_Instruction_. Write out, character for character, the line containing "In the photo above, where can the river be" and all lines after it up to the end of the listing.

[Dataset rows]
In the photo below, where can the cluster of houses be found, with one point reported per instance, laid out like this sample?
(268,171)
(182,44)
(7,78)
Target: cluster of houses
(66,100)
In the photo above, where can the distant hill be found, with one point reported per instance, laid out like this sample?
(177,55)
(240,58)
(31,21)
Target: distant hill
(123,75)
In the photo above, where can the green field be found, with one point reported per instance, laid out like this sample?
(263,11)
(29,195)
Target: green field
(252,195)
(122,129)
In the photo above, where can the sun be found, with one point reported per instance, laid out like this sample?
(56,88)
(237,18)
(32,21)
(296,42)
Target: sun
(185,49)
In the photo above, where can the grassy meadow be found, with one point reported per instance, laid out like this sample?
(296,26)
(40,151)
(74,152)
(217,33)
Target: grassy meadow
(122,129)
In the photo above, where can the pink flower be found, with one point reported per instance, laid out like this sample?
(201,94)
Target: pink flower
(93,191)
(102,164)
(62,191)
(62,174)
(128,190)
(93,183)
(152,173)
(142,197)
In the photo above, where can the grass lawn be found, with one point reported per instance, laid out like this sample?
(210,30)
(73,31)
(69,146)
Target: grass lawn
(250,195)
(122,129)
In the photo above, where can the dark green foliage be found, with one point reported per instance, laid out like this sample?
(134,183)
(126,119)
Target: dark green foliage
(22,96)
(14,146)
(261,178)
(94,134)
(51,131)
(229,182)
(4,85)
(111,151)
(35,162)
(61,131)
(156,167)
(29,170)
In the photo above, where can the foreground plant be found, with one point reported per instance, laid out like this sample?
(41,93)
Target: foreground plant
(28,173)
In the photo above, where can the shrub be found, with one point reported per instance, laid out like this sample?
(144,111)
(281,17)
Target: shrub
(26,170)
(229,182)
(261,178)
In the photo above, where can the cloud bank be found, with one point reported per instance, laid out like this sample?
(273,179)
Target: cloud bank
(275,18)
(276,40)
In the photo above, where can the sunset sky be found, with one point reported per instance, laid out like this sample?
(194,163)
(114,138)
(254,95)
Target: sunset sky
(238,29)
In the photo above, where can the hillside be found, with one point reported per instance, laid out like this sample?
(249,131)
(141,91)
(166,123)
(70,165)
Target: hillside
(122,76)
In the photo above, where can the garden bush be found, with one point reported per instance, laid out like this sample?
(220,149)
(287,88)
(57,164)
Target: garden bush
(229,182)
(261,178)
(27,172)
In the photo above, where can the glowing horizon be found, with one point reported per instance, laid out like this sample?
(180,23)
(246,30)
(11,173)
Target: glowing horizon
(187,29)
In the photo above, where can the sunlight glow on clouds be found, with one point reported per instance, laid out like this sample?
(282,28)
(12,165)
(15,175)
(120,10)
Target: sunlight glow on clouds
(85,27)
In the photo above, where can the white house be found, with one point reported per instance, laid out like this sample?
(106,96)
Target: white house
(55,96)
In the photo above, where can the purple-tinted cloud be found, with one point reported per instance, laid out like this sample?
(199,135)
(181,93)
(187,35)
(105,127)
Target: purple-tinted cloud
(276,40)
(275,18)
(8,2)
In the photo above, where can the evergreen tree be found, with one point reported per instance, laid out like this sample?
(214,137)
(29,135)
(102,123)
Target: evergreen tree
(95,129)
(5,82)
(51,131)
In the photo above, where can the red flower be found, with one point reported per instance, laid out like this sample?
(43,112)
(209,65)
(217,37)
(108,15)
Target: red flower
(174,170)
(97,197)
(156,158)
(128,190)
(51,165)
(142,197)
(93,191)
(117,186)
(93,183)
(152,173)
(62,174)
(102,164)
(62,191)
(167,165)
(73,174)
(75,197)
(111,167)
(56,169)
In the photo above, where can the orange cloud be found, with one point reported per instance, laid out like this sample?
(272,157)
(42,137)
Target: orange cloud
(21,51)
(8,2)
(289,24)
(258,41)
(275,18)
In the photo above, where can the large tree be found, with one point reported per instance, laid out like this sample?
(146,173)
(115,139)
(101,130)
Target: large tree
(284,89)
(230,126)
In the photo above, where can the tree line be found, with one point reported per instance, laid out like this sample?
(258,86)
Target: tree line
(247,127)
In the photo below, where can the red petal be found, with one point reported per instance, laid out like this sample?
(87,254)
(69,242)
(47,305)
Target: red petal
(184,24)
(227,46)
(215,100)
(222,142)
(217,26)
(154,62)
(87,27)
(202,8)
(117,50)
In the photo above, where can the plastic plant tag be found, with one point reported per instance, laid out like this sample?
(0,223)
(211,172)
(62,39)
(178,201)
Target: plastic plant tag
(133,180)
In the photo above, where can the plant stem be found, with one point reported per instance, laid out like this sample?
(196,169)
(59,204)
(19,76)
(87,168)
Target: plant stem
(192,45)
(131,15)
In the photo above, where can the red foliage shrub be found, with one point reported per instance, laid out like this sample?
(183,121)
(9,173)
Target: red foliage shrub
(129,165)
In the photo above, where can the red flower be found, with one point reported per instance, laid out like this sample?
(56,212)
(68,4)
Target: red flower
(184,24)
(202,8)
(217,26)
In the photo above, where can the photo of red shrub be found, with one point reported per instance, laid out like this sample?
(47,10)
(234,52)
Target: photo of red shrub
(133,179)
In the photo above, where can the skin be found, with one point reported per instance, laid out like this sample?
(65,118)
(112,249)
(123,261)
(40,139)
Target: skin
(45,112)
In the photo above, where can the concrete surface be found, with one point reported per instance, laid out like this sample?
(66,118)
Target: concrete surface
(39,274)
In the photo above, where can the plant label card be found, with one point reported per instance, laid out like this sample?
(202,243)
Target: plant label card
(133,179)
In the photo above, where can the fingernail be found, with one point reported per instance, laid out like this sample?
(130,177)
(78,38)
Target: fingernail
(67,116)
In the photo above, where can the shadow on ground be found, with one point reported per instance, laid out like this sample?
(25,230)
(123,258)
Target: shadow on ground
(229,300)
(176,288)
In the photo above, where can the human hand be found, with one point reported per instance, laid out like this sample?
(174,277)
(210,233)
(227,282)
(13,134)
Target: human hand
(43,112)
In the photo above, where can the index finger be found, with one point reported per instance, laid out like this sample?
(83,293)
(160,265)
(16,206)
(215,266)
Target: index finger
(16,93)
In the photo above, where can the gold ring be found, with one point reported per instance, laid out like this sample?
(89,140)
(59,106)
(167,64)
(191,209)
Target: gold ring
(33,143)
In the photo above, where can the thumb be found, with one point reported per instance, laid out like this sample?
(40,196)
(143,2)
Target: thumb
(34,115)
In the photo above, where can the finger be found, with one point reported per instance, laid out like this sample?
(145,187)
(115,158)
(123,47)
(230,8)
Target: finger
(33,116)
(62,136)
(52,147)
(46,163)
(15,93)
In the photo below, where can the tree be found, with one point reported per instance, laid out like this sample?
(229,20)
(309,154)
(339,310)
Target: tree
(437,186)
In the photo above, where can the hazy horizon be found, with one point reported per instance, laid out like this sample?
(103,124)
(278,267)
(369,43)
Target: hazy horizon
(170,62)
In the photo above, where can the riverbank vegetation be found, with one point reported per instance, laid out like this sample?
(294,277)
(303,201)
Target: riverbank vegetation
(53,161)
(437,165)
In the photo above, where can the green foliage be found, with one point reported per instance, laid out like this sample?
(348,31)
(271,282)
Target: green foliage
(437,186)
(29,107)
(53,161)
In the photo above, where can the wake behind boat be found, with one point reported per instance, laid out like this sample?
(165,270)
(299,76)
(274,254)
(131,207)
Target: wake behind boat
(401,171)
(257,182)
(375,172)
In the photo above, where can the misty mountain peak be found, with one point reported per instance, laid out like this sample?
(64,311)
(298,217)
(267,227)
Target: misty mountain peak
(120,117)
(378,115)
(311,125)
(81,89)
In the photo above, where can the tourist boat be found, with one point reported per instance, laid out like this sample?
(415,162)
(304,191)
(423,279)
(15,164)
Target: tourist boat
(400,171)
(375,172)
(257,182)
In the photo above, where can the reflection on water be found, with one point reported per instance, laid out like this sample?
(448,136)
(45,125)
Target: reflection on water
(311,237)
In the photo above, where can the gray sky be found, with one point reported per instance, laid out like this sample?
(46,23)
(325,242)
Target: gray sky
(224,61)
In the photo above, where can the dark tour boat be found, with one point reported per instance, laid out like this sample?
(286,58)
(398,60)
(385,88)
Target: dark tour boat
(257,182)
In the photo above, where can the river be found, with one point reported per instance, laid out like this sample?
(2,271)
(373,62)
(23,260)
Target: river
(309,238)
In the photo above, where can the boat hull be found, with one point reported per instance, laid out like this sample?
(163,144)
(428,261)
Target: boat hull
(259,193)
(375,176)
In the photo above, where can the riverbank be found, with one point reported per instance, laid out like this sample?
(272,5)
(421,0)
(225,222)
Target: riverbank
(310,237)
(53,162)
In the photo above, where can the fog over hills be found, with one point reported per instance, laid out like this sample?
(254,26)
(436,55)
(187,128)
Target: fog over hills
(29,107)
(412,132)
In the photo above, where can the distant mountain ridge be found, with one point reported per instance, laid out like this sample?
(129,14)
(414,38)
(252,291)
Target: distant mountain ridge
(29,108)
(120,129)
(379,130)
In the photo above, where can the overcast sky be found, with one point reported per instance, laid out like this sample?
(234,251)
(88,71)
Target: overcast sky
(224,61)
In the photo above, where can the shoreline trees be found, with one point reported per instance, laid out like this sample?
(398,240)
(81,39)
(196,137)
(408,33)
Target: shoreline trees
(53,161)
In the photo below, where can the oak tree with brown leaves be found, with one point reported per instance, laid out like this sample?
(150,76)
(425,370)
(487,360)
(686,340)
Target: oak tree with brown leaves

_Answer for this exercise_.
In the photo above, where can the river be found, with one point reported per instance, laid out like this sample?
(2,271)
(373,62)
(23,260)
Target: river
(309,238)
In the photo above, where can the boat hull be found, with one point reported per instance, laid out like this sample?
(163,144)
(428,261)
Target: boat hull
(259,193)
(375,176)
In the photo above, where can the riverbank be found, with one point reported per instance, laid out like this sample?
(272,5)
(421,0)
(225,222)
Target: riverbank
(310,237)
(53,162)
In the photo above, where can the fog over hills be found, with one point reported per instance, laid out like this sample?
(254,26)
(436,55)
(187,128)
Target: fog over hills
(29,107)
(412,132)
In the photo above, where can the distant mountain ridge be found, with one point reported per instance, laid out like this sample?
(129,14)
(414,38)
(252,291)
Target: distant mountain ridge
(29,108)
(120,129)
(379,130)
In the photo above, where can the overcast sky be found, with one point reported per instance, laid out like this sample?
(234,251)
(88,71)
Target: overcast sky
(224,61)
In the photo above, where can the shoreline trees be found, with one point reported per instance, laid out like this sample?
(398,240)
(81,39)
(196,137)
(408,33)
Target: shoreline trees
(53,161)
In the photo below, where can the oak tree with brown leaves be found, with one point reported per instance, laid out like this sample?
(150,76)
(425,370)
(487,360)
(686,340)
Target: oak tree with brown leaves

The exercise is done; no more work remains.